Stored data
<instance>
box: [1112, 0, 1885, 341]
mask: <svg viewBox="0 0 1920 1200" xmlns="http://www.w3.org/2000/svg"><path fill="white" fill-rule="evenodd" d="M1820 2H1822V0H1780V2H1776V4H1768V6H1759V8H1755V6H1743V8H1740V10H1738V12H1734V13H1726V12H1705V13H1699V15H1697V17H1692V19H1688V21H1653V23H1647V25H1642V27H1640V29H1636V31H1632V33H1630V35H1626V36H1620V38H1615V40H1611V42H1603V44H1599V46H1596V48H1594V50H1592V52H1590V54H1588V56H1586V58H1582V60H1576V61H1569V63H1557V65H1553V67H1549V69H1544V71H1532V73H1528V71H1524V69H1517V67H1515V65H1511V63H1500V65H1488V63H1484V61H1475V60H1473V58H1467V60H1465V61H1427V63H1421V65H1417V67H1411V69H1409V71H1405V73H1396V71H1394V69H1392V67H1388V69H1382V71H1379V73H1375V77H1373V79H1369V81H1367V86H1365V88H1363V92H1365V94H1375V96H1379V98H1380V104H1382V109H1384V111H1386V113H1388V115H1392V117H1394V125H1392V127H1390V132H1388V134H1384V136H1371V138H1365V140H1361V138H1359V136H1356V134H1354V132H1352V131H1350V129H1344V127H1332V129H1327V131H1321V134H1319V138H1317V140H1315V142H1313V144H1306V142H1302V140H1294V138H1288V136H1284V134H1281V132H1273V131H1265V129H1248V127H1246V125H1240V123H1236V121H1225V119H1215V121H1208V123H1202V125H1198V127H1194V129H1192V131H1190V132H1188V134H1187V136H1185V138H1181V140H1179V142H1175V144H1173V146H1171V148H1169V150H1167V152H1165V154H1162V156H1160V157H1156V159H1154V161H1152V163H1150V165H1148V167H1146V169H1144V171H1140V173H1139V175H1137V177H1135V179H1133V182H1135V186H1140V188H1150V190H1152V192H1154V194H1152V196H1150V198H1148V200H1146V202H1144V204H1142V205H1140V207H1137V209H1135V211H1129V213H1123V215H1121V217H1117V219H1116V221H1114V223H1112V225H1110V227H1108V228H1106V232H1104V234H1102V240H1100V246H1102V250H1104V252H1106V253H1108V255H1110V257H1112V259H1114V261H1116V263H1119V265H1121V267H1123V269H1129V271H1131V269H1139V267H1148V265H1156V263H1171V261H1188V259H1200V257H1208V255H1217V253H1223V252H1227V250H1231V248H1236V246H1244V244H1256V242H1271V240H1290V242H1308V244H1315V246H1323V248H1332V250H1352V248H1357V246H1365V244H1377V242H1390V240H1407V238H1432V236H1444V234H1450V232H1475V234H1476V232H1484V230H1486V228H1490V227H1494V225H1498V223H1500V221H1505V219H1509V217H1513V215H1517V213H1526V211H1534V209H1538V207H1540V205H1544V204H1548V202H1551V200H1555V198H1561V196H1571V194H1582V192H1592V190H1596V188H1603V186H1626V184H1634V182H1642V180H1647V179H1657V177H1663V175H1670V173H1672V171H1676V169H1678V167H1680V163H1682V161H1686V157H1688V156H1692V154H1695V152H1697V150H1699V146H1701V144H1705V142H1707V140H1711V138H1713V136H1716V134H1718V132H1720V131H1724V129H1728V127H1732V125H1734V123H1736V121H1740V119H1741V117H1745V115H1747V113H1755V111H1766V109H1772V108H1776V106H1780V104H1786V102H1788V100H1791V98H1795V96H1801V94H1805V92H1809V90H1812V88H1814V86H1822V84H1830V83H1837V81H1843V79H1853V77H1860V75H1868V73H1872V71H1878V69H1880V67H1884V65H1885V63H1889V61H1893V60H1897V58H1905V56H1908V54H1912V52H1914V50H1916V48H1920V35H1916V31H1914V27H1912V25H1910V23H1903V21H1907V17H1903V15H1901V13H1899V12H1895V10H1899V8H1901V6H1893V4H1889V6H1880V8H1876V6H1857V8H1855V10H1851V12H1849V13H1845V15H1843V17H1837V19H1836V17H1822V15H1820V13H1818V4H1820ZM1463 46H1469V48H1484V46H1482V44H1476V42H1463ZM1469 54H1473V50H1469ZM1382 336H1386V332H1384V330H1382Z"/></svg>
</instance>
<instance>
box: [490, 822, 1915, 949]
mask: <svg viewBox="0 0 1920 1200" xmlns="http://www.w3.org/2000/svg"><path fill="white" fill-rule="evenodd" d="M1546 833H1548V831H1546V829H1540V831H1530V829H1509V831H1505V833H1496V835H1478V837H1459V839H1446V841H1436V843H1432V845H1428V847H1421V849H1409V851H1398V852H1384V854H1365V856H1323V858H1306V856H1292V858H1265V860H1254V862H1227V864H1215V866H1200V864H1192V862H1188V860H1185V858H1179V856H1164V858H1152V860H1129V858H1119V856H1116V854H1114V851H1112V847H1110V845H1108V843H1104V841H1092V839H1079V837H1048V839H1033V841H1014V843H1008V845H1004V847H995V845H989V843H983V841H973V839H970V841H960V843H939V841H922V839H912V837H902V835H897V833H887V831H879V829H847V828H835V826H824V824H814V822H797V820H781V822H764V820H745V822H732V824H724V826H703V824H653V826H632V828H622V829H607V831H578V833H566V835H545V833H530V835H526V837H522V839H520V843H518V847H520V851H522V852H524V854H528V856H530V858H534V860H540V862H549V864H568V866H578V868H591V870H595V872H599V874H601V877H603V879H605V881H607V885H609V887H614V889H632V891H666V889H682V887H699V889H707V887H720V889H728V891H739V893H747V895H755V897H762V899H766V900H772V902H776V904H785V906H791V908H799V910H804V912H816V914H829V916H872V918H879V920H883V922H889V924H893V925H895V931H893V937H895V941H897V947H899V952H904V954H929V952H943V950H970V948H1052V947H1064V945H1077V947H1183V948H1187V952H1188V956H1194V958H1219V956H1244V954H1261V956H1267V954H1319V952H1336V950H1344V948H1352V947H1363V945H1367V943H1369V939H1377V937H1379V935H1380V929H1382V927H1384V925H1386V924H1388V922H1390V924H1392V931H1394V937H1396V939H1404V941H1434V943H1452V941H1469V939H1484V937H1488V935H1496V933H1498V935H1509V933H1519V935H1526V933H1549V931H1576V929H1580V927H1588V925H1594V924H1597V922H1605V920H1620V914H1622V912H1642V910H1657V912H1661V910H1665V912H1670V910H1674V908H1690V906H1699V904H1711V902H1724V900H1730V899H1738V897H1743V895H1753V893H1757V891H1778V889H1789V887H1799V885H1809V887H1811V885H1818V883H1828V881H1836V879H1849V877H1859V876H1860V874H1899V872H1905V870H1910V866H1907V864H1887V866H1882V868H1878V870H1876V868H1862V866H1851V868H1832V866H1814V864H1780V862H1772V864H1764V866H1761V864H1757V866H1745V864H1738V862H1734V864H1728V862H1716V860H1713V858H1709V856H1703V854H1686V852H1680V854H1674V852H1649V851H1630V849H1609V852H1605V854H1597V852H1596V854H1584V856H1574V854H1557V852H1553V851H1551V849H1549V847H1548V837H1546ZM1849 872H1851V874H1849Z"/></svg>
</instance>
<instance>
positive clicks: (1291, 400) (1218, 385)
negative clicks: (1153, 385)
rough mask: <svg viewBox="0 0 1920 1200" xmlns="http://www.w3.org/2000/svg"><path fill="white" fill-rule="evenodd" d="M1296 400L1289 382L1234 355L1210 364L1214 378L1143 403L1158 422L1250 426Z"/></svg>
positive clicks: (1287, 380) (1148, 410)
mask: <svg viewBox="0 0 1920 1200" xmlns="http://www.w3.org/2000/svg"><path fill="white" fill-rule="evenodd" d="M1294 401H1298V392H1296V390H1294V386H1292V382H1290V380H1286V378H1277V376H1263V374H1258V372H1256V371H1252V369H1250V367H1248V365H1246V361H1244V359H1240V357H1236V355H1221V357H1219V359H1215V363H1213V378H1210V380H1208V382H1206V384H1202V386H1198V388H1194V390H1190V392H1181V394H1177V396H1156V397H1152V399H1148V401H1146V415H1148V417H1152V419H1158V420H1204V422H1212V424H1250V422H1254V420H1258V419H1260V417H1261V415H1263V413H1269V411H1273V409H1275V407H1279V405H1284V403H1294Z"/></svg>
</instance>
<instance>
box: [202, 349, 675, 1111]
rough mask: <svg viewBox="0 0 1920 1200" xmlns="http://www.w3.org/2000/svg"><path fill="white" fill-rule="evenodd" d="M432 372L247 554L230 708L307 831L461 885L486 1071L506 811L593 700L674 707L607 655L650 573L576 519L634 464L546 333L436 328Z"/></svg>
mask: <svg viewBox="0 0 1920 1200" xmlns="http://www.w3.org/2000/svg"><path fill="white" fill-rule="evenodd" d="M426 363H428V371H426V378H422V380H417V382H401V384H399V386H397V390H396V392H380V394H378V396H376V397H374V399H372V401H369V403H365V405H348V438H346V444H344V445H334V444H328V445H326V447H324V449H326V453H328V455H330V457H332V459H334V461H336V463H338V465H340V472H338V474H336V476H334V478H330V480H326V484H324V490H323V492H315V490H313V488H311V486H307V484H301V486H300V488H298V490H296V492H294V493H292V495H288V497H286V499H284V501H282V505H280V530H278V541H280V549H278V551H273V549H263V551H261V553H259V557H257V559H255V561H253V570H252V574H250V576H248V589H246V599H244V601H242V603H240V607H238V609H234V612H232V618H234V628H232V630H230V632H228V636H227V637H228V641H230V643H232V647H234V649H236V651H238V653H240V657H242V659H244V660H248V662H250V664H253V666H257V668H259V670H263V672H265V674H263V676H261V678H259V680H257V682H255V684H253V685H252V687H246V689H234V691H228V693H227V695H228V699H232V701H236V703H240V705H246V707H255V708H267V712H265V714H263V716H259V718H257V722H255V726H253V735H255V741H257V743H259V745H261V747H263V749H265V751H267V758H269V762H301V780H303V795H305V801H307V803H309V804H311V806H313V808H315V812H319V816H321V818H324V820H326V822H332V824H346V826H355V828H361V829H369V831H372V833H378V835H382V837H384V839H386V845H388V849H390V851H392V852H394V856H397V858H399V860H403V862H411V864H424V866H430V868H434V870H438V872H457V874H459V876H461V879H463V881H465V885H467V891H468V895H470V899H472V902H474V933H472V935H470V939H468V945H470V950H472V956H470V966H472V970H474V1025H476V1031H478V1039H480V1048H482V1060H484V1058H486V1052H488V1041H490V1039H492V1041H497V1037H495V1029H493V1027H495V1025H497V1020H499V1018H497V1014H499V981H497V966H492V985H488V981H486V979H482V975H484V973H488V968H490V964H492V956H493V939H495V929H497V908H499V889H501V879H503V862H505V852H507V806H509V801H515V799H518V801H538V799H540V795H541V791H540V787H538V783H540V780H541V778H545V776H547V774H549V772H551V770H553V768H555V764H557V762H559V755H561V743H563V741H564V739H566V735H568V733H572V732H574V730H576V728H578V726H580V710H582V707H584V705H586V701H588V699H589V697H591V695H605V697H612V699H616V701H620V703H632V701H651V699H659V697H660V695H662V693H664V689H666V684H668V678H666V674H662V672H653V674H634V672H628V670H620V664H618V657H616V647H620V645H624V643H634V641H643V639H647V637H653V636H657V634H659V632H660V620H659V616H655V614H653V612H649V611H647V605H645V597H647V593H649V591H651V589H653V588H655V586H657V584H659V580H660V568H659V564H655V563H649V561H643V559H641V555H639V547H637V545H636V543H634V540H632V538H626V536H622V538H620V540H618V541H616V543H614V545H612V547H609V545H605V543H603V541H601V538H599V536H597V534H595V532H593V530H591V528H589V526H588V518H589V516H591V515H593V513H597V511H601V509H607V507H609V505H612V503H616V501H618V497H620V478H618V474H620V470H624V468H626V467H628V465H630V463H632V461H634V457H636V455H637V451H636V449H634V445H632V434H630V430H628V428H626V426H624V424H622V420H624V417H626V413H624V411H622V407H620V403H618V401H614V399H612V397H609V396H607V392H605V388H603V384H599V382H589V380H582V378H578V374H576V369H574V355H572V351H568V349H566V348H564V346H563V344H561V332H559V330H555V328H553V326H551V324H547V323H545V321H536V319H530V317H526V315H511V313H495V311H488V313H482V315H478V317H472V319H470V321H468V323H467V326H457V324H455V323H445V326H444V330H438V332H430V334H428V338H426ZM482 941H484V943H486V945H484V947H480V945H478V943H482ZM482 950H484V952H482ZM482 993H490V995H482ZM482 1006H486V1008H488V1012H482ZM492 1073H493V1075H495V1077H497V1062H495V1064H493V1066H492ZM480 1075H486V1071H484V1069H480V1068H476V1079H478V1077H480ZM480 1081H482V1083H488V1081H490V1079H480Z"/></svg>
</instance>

**AIM OF THE TASK:**
If a line in the entries above contains "positive", report it.

**EXERCISE SOLUTION:**
positive clicks: (1291, 400) (1218, 385)
positive clicks: (1287, 380) (1148, 410)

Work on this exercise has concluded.